OBJETIVO DO EXERCÍCIO -
Segundo o texto sobre a reunião do ECDC, que grau de risco atribuiu o organismo aos sistemas de saúde?

=== TEXTO DO EXERCÍCIO ===

Nessa data, a Covid-19 incidia fortemente sobre o continente asiático, sendo que no europeu existiam apenas 45 casos, todos importados ou fruto de contágio entre contactos próximos. Três dias depois, Itália viria a descobrir que o vírus se tinha espalhando silenciosamente pelo norte do país. Não demorou muito até que chegasse a todos os restantes países do continente.

Apesar dos aparentes sinais de que esse cenário estava a aproximar-se, os 30 “guardiões da saúde pública europeia”, assim apelidados pelo El Pais, discutiram o problema como se este estivesse sob controlo. O diário espanhol teve acesso às atas da reunião e revelou que o ECDC considerou “baixo” o risco da Covid-19 para a população europeia.

Na altura, o vírus que teve início na China tinha já morto duas mil pessoas e infetado mais de 75 mil em todo o mundo, pelo que os responsáveis presentes na sede do ECDC determinaram a necessidade de perceber se o SARS-CoV-2 já estava muito espalhado pela Europa e de desenhar medidas para o enfrentar. Muitas das propostas foram, porém, adiadas para dali a duas ou três semanas.

De acordo com as atas da reunião, Áustria e Eslováquia apontaram para o inconveniente de gerar medo entre as populações, enquanto Espanha alertou para o risco de “estigmatizar” aqueles que fossem submetidos a testes de diagnóstico para a Covid-19.

A Alemanha, por outro lado, tentou que fossem desde logo criadas recomendações de distanciamento social por acreditar que “as doenças não respeitam fronteiras”, mas aparentemente a sugestão não teve sucesso.
“Subestimou-se o vírus”
A maioria do tempo da reunião foi dedicado a discussões técnicas e preparatórias, nomeadamente sobre a definição de critérios a cumprir pelos pacientes sujeitos a testes.

Foram também debatidos os 45 casos que na altura tinham sido identificados na Europa, entre os quais o de um turista chinês que tinha falecido devido em Paris. O Centro Europeu de Prevenção e Controlo das Doenças frisou então que os contágios locais pareciam ser “leves”, além de serem muito poucos e todos eles estarem sob vigilância pelas autoridades de saúde.

Por essa razão, o organismo classificou de “baixo” o risco para a população e “de baixo a moderado” o risco para os sistemas de saúde.

Mike Catchpole, cientista chefe do ECDC, alertou, no entanto, para o facto de “o vírus se transmitir muito bem”, com base naquilo que tinha sido até então observado nos casos europeus, nomeadamente numa empresa na Alemanha e numa estação de esqui nos Alpes franceses. A principal função do Centro Europeu de Prevenção e Controlo das Doenças é criar propostas de coordenação para que os países da UE protejam de forma mais eficiente a saúde das suas populações.

Na altura, as autoridades de saúde tiveram dificuldades em detetar o vírus uma vez que a definição de “caso suspeito” apenas se enquadrava a quem tivesse viajado até Wuhan, onde o surto teve início, e mostrasse algum sintoma. Só nesses casos poderiam ser realizados testes à Covid-19.

=== LINHAS FORNECIDAS ===

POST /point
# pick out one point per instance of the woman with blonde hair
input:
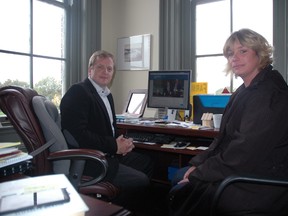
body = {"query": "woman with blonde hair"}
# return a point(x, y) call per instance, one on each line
point(253, 139)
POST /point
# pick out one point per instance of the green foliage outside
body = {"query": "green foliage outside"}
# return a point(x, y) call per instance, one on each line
point(49, 87)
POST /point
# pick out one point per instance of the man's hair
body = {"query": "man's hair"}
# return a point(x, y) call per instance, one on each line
point(100, 54)
point(252, 40)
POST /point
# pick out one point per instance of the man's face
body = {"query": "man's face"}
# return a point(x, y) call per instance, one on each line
point(102, 71)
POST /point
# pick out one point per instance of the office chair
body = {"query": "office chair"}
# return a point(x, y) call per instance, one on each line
point(52, 156)
point(242, 179)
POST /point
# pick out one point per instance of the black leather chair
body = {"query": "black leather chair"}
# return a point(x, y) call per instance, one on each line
point(242, 179)
point(44, 140)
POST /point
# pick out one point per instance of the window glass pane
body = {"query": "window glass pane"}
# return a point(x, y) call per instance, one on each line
point(212, 30)
point(14, 25)
point(262, 20)
point(15, 69)
point(48, 30)
point(214, 75)
point(48, 78)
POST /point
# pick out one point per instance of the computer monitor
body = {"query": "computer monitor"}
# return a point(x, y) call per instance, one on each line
point(208, 104)
point(169, 89)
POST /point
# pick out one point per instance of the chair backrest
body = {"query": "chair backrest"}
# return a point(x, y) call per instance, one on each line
point(16, 103)
point(50, 122)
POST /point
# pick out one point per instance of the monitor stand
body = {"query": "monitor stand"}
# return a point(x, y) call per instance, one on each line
point(171, 115)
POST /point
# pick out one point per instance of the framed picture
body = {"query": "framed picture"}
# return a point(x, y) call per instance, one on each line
point(133, 53)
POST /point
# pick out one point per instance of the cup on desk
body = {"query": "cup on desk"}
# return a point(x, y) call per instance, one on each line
point(217, 120)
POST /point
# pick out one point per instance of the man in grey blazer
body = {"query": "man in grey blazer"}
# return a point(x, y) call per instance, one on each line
point(87, 113)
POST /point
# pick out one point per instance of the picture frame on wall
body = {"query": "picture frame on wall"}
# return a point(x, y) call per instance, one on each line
point(133, 53)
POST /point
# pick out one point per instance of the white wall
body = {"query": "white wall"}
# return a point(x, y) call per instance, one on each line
point(124, 18)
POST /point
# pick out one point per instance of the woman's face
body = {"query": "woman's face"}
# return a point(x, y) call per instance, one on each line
point(244, 62)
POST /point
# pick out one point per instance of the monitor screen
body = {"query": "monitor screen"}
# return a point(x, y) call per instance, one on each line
point(169, 89)
point(208, 104)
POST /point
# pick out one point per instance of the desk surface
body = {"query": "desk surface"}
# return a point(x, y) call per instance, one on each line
point(99, 207)
point(175, 130)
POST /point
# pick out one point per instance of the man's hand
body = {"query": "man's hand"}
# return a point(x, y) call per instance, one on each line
point(186, 175)
point(124, 145)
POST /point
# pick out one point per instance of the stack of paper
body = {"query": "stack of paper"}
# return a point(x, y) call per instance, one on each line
point(43, 195)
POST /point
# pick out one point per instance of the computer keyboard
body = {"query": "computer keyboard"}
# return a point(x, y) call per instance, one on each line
point(150, 137)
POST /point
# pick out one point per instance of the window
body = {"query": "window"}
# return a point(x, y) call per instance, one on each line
point(32, 45)
point(225, 16)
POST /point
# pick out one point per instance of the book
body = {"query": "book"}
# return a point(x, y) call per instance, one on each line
point(10, 154)
point(42, 195)
point(13, 159)
point(20, 167)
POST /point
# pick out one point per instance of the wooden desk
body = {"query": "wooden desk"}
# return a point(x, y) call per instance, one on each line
point(167, 159)
point(99, 207)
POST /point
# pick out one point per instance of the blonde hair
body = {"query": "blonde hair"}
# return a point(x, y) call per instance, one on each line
point(252, 40)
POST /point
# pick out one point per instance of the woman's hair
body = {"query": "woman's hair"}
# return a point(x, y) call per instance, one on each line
point(100, 54)
point(252, 40)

===

RESPOSTA AO PROBLEMA -
O risco para os sistemas de saúde foi classificado como "de baixo a moderado".